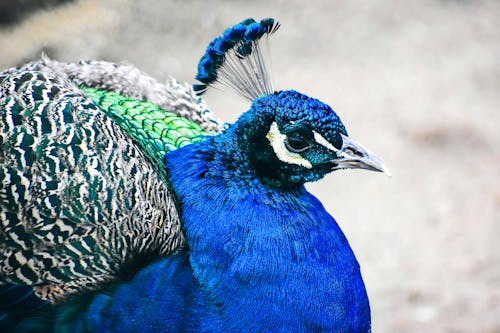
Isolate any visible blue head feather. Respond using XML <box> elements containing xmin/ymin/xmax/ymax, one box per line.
<box><xmin>228</xmin><ymin>90</ymin><xmax>348</xmax><ymax>187</ymax></box>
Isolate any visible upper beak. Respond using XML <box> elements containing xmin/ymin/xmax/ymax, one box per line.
<box><xmin>331</xmin><ymin>134</ymin><xmax>391</xmax><ymax>176</ymax></box>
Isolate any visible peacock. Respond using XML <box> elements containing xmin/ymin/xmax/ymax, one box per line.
<box><xmin>0</xmin><ymin>18</ymin><xmax>388</xmax><ymax>332</ymax></box>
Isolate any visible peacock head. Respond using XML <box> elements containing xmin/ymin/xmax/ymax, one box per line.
<box><xmin>194</xmin><ymin>18</ymin><xmax>389</xmax><ymax>188</ymax></box>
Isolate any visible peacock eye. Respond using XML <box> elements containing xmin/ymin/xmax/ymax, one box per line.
<box><xmin>285</xmin><ymin>133</ymin><xmax>312</xmax><ymax>153</ymax></box>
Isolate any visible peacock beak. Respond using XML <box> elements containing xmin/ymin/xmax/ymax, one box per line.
<box><xmin>330</xmin><ymin>134</ymin><xmax>391</xmax><ymax>176</ymax></box>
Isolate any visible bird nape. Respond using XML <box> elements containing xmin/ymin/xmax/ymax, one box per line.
<box><xmin>0</xmin><ymin>18</ymin><xmax>387</xmax><ymax>332</ymax></box>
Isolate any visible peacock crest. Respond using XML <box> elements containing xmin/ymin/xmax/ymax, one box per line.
<box><xmin>194</xmin><ymin>18</ymin><xmax>280</xmax><ymax>100</ymax></box>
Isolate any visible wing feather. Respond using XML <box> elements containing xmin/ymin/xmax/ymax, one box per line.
<box><xmin>0</xmin><ymin>69</ymin><xmax>185</xmax><ymax>303</ymax></box>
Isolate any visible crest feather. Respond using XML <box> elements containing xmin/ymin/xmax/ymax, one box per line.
<box><xmin>194</xmin><ymin>18</ymin><xmax>280</xmax><ymax>100</ymax></box>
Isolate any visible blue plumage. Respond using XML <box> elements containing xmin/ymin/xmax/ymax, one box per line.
<box><xmin>1</xmin><ymin>17</ymin><xmax>389</xmax><ymax>332</ymax></box>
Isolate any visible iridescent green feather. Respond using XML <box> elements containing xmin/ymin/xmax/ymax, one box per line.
<box><xmin>81</xmin><ymin>87</ymin><xmax>210</xmax><ymax>179</ymax></box>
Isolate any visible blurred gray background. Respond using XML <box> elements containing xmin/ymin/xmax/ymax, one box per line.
<box><xmin>1</xmin><ymin>0</ymin><xmax>499</xmax><ymax>332</ymax></box>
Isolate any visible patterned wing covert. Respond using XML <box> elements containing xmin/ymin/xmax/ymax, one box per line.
<box><xmin>0</xmin><ymin>70</ymin><xmax>185</xmax><ymax>303</ymax></box>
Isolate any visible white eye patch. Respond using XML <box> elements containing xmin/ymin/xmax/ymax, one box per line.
<box><xmin>313</xmin><ymin>130</ymin><xmax>338</xmax><ymax>152</ymax></box>
<box><xmin>265</xmin><ymin>122</ymin><xmax>313</xmax><ymax>169</ymax></box>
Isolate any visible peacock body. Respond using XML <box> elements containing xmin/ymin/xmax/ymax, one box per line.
<box><xmin>0</xmin><ymin>18</ymin><xmax>387</xmax><ymax>332</ymax></box>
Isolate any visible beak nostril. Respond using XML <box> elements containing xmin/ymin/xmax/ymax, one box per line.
<box><xmin>344</xmin><ymin>147</ymin><xmax>363</xmax><ymax>158</ymax></box>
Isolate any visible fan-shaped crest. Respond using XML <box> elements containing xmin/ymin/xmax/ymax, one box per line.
<box><xmin>194</xmin><ymin>18</ymin><xmax>280</xmax><ymax>100</ymax></box>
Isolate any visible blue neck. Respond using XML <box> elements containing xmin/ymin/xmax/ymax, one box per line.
<box><xmin>163</xmin><ymin>124</ymin><xmax>371</xmax><ymax>331</ymax></box>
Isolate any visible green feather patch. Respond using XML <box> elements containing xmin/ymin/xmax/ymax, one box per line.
<box><xmin>81</xmin><ymin>86</ymin><xmax>210</xmax><ymax>176</ymax></box>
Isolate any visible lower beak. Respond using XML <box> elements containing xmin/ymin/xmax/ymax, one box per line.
<box><xmin>331</xmin><ymin>134</ymin><xmax>391</xmax><ymax>176</ymax></box>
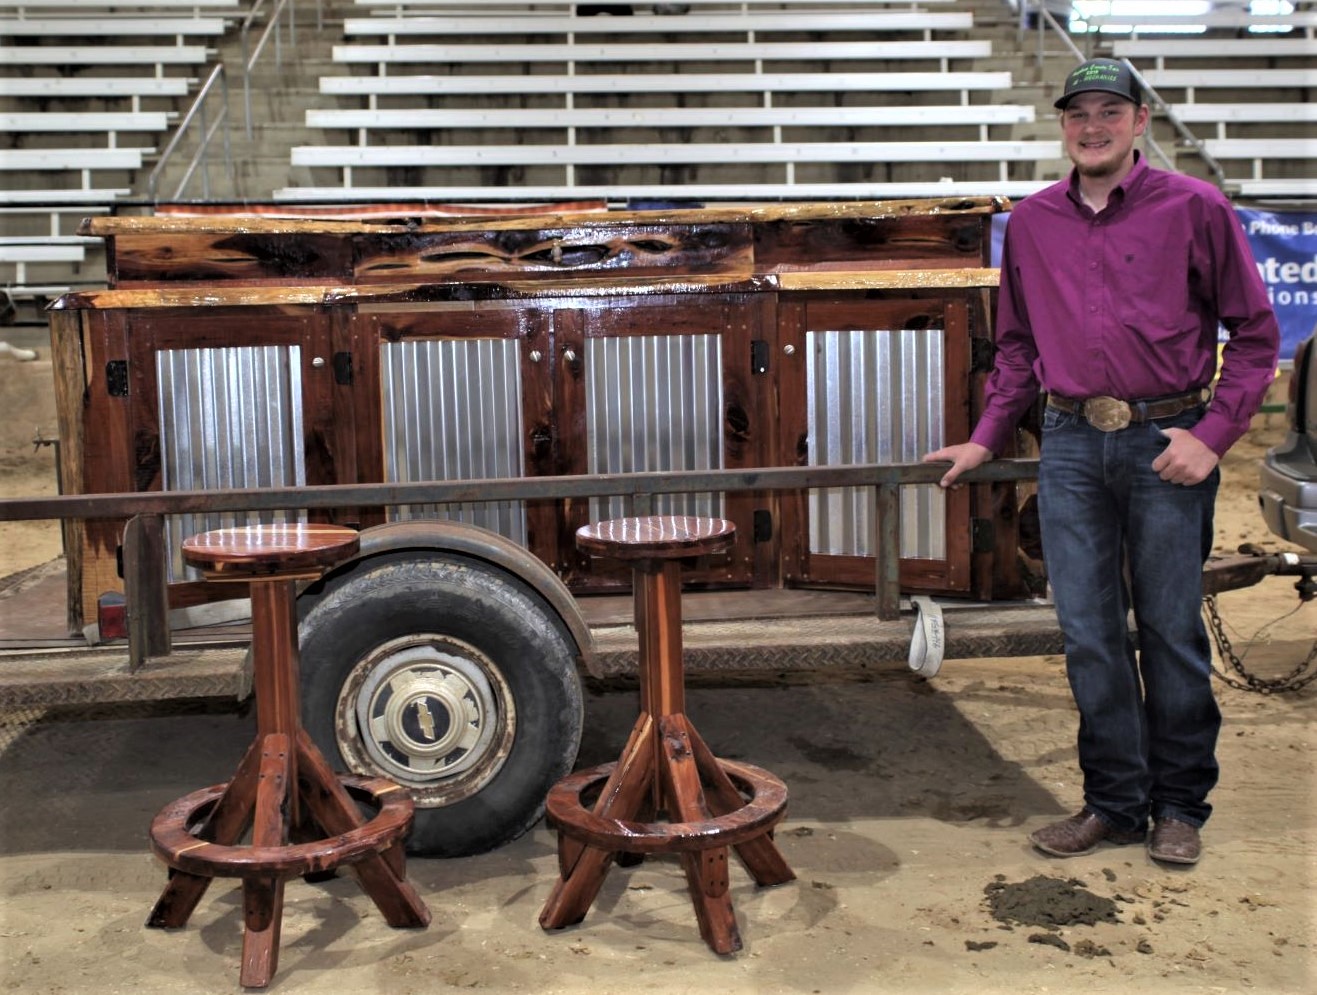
━━━━━━━━
**AIM OF THE TASK:**
Going from the line with "Isolate any visible beak" to the last line of the listing, write out each line exactly and nothing else. Leave out all pictures.

**WRITTEN RESPONSE:**
Isolate any visible beak nostril. Respond using XML <box> elements containing xmin/ymin/xmax/ymax, one box per line.
<box><xmin>344</xmin><ymin>147</ymin><xmax>363</xmax><ymax>158</ymax></box>
Isolate any visible fan-shaped crest. Respond using XML <box> elements containing xmin/ymin/xmax/ymax, one box per line.
<box><xmin>194</xmin><ymin>18</ymin><xmax>280</xmax><ymax>100</ymax></box>
Isolate any visible blue neck. Respond using XML <box> elements containing xmin/ymin/xmax/ymax, one box per line.
<box><xmin>163</xmin><ymin>124</ymin><xmax>371</xmax><ymax>331</ymax></box>
Isolate any visible green feather patch. Respond using XML <box> elements containing xmin/ymin/xmax/ymax, one box per line.
<box><xmin>81</xmin><ymin>86</ymin><xmax>210</xmax><ymax>176</ymax></box>
Isolate any visible lower beak. Respond using XML <box> elements containing xmin/ymin/xmax/ymax, one box per line.
<box><xmin>331</xmin><ymin>134</ymin><xmax>391</xmax><ymax>176</ymax></box>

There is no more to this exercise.